Saved data entries
——

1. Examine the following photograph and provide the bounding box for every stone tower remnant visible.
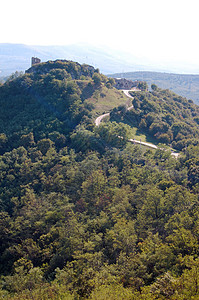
[31,57,41,67]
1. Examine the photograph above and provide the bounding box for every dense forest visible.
[0,60,199,299]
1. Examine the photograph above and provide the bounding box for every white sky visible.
[1,0,199,66]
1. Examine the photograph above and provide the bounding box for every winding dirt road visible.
[95,89,180,158]
[95,113,110,126]
[95,90,134,126]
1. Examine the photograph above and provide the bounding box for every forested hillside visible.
[0,60,199,300]
[0,60,127,154]
[110,84,199,151]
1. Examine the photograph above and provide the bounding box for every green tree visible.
[92,73,102,85]
[37,139,54,155]
[151,84,158,91]
[138,81,148,91]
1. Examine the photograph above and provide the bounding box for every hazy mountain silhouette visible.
[0,43,191,78]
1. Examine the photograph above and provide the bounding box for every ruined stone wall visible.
[114,78,140,90]
[31,57,41,67]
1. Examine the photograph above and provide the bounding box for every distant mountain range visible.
[0,43,161,77]
[110,71,199,105]
[1,43,199,104]
[2,43,199,79]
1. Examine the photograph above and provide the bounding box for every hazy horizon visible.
[1,0,199,74]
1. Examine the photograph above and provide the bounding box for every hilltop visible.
[0,60,128,153]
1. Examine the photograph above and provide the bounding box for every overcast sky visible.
[1,0,199,68]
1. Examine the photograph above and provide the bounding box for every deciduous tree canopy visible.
[0,61,199,299]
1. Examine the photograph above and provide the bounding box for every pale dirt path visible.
[94,90,180,158]
[95,112,110,126]
[95,90,134,126]
[122,89,134,99]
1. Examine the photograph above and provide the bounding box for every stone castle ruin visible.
[31,57,41,67]
[114,78,140,90]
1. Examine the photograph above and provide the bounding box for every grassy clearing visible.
[88,84,164,148]
[86,86,129,114]
[130,127,159,145]
[128,126,147,142]
[99,115,157,145]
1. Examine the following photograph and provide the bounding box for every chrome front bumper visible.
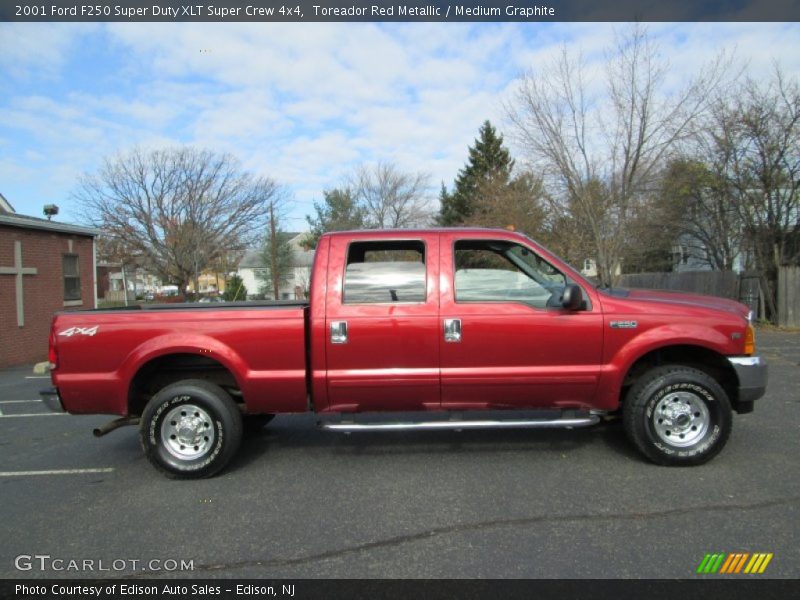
[728,356,768,405]
[39,387,65,413]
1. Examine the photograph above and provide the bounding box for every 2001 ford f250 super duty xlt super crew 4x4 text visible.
[41,229,767,477]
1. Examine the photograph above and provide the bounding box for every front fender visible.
[595,323,737,410]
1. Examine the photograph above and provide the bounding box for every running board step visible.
[321,415,599,432]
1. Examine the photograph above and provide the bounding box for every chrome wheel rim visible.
[653,391,710,447]
[160,404,215,460]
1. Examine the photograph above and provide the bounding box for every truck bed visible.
[51,302,309,416]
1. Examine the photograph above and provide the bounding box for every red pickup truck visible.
[42,229,767,478]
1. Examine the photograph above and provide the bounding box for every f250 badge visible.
[610,320,638,329]
[59,326,99,337]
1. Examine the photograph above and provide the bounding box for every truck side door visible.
[324,235,440,412]
[439,232,603,409]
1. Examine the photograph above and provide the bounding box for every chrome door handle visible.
[444,318,461,343]
[330,321,348,344]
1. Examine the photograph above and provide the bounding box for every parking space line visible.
[24,376,50,379]
[0,400,41,404]
[0,413,66,418]
[0,468,114,477]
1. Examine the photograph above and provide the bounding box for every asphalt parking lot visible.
[1,329,798,580]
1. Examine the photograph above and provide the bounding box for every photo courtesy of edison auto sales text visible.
[14,584,295,596]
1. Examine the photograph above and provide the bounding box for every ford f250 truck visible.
[41,229,768,478]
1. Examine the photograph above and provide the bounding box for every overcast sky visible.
[1,22,798,230]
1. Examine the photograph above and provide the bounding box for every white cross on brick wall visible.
[0,241,38,327]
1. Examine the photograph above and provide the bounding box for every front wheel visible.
[623,366,732,466]
[140,379,243,478]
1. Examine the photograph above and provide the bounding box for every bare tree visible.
[507,26,724,285]
[74,147,282,295]
[653,159,743,272]
[706,67,800,320]
[352,162,432,228]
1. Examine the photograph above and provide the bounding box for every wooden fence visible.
[617,270,757,314]
[618,268,799,327]
[617,271,740,299]
[778,266,800,328]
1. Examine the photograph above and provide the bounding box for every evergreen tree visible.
[438,120,515,226]
[436,182,454,225]
[223,274,247,301]
[302,187,365,249]
[257,201,293,300]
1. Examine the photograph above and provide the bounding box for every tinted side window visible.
[344,241,426,304]
[454,240,566,309]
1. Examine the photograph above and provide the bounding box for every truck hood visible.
[620,288,751,320]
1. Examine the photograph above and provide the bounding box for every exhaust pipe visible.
[93,417,140,437]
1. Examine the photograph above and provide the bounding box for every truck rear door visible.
[324,234,440,412]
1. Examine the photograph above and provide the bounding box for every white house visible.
[236,233,314,300]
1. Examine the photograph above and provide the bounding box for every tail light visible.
[48,324,58,370]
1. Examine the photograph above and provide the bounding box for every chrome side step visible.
[321,415,599,432]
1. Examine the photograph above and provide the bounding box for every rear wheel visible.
[140,379,243,478]
[623,366,732,466]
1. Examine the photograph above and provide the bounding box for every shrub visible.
[223,275,248,301]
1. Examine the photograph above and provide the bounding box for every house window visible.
[63,254,81,301]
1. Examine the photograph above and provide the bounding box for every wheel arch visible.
[620,344,739,410]
[126,350,244,417]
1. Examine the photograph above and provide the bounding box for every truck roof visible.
[322,227,526,238]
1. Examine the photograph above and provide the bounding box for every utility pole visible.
[270,202,279,300]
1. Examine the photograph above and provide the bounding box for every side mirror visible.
[561,284,584,311]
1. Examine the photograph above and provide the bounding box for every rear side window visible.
[344,241,426,304]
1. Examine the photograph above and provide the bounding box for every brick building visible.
[0,194,99,368]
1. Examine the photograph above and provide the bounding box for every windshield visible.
[515,234,588,287]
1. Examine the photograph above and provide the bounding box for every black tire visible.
[623,365,732,466]
[140,379,243,479]
[243,413,275,434]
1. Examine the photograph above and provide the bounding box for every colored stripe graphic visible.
[722,553,737,573]
[758,554,773,573]
[734,553,749,573]
[702,553,725,574]
[719,554,736,574]
[745,554,761,574]
[699,552,773,575]
[712,554,726,573]
[697,554,713,574]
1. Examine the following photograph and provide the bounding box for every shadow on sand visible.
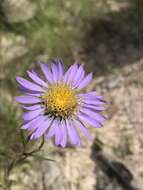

——

What to work on. Could the data above be copied out exactly, with no pictures kept?

Exercise solution.
1. Examine the following photograph and provide the bounding box for every stone tower remnant visible.
[31,57,41,67]
1. Examine the photograph above and provide the bounding box for every dense forest visible.
[0,60,199,299]
1. Examine the photograph above and provide the bounding box for every white sky visible.
[1,0,199,66]
1. Examine the photograph above and provide the bounding box for every winding dirt road visible.
[95,89,180,158]
[95,113,110,126]
[95,90,134,126]
1. Examine the photograph above and provide the bounding box for every forested hillside visible.
[0,60,199,300]
[0,60,127,154]
[110,84,199,151]
1. Examine the photograph above and provide the bounding box for every green tree visible.
[92,73,102,85]
[37,139,54,155]
[151,84,158,91]
[138,81,148,91]
1. Examine the photograph above and provide the bounding box for every hazy mountain silhouette visible.
[0,43,191,78]
1. Examine the photograph above and provide the bounding box for every ruined stone wall visible.
[114,78,140,90]
[31,57,41,67]
1. Examine the photograph above and provide the bounding box for every distant mountain range visible.
[0,43,161,77]
[110,71,199,105]
[1,43,199,104]
[2,43,199,79]
1. Examine the photograph above and provide the bounding box for every hazy horizon visible.
[1,0,199,74]
1. Examine the photograph above and provide the bounding box for every hilltop visible.
[0,60,128,153]
1. Examine the photograph above and provide the bounding box for every overcast sky visible.
[1,0,199,68]
1. Examine the photograph above and provide the bounding box for every deciduous tree canopy visible.
[0,61,199,299]
1. Examine the photograph above and provide the bounding box for every pale dirt path visible.
[94,90,180,158]
[95,112,110,126]
[95,90,134,126]
[122,89,134,99]
1. Examine the photograph above and provide the bounding box for every stone castle ruin visible.
[31,57,41,67]
[114,78,140,90]
1. Examine the photograph above and provide the bounding box for every grassy clearing visible.
[88,84,164,148]
[86,86,129,114]
[130,127,159,145]
[128,126,147,142]
[99,115,157,145]
1. Examine the following photograph and provide the bounding box for every chrome front bumper visible.
[728,356,768,405]
[39,387,65,413]
1. Examine the photograph above and provide the bounding box for every 2001 ford f250 super duty xlt super crew 4x4 text visible.
[41,229,767,477]
1. Examine the photograph above and provide the bounding box for every front fender visible.
[595,323,737,410]
1. Examine the photograph above and provide the bounding box for every running board step visible.
[321,415,599,432]
1. Examine the photograph above and provide the bounding box for every chrome wheel rim visible.
[653,391,710,447]
[160,404,215,460]
1. Examine the photograph above and provide the bounding box for every truck bed visible.
[51,302,309,416]
1. Examine the photograph above and provide the bounding box for every red pickup truck visible.
[42,229,767,478]
1. Examine the photograph above and provide the bounding box for every f250 badge visible.
[610,320,638,329]
[59,326,99,337]
1. Examine the photograph above and provide the bounding box for every truck side door visible.
[324,235,440,412]
[439,232,603,409]
1. Examine the photograph above and provide the bounding box for every chrome door handle visible.
[444,318,461,343]
[330,321,348,344]
1. Examine the photograph above and provide the bounding box for every parking space line visible.
[24,376,50,379]
[0,400,41,404]
[0,413,66,418]
[0,468,114,477]
1. Examine the photograph above and provide the bounding box for every asphalt parking lot visible.
[1,329,798,580]
1. Examine the photograph above and provide the bounding box for every photo courtesy of edison auto sales text visible.
[14,584,295,596]
1. Examine the photograph above and provide the bounding box for every ford f250 truck visible.
[41,229,768,478]
1. Examine the photograph above and provide the bounding box for every overcast sky visible.
[1,22,798,230]
1. Examine the photograph above and provide the bounding box for every white cross on brick wall visible.
[0,241,38,327]
1. Examine the photograph above and provide the bounding box for every front wheel visible.
[623,366,732,466]
[140,379,243,478]
1. Examine the photograph above and provide the bounding box for every bare tree visible.
[507,26,724,285]
[74,147,282,295]
[653,159,743,272]
[706,67,800,320]
[352,162,432,228]
1. Examine the photograph above and provide the bounding box for every wooden fence visible.
[617,270,757,314]
[618,268,799,327]
[617,271,740,299]
[778,266,800,328]
1. Examine the photograph above and provide the bounding box for every evergreen tree visible.
[438,120,515,226]
[436,182,454,225]
[223,274,247,301]
[302,187,365,249]
[257,201,293,300]
1. Examine the photograph above and provide the bounding box for every tinted side window visible.
[344,241,426,304]
[454,240,566,309]
1. Examine the photograph above and provide the bounding box for every truck hood visible.
[620,288,751,320]
1. Examine the photograph above and provide the bounding box for every exhaust pipe visible.
[93,417,140,437]
1. Examine the photograph above and provide the bounding box for every truck rear door visible.
[324,234,440,412]
1. Examine the photograph above and provide the bounding box for every white house visible.
[236,233,314,300]
1. Examine the photograph above and provide the bounding box for every tail light visible.
[48,324,58,370]
1. Examine the photograph above and provide the bounding box for every chrome side step visible.
[321,415,599,432]
1. Examine the photograph above and provide the bounding box for every rear wheel visible.
[140,379,243,478]
[623,366,732,466]
1. Examine the photograph above and provide the bounding box for every shrub visible.
[223,275,248,301]
1. Examine the photograph above and provide the bounding box for every house window visible.
[63,254,81,301]
1. Examine the photograph above and provide the bounding box for every wheel arch visible.
[620,344,739,410]
[126,350,244,417]
1. Examine the photograph above and provide the bounding box for every truck roof visible.
[322,227,526,238]
1. Examine the photograph above and provide the bounding box for every utility pole visible.
[270,202,279,300]
1. Examine the photograph above and provide the bounding box for every side mirror visible.
[561,284,584,311]
1. Examine the photograph above and provide the bounding box for every rear side window visible.
[344,241,426,304]
1. Examine the photograph above and provide the bounding box for every brick building visible.
[0,194,99,368]
1. Examine the photograph above and provide the bounding box for every windshield visible.
[515,234,588,287]
1. Examine the photograph above and provide the bounding box for every black tire visible.
[623,365,732,466]
[140,379,243,479]
[243,413,275,434]
1. Examine the photograph above and provide the bounding box for every colored stripe graphic visible.
[722,553,737,573]
[758,554,773,573]
[734,553,749,573]
[702,553,725,574]
[719,554,736,574]
[745,554,761,574]
[699,552,773,575]
[712,554,726,573]
[697,554,713,574]
1. Examine the following photograph and provide the bounding box for every shadow on sand visible.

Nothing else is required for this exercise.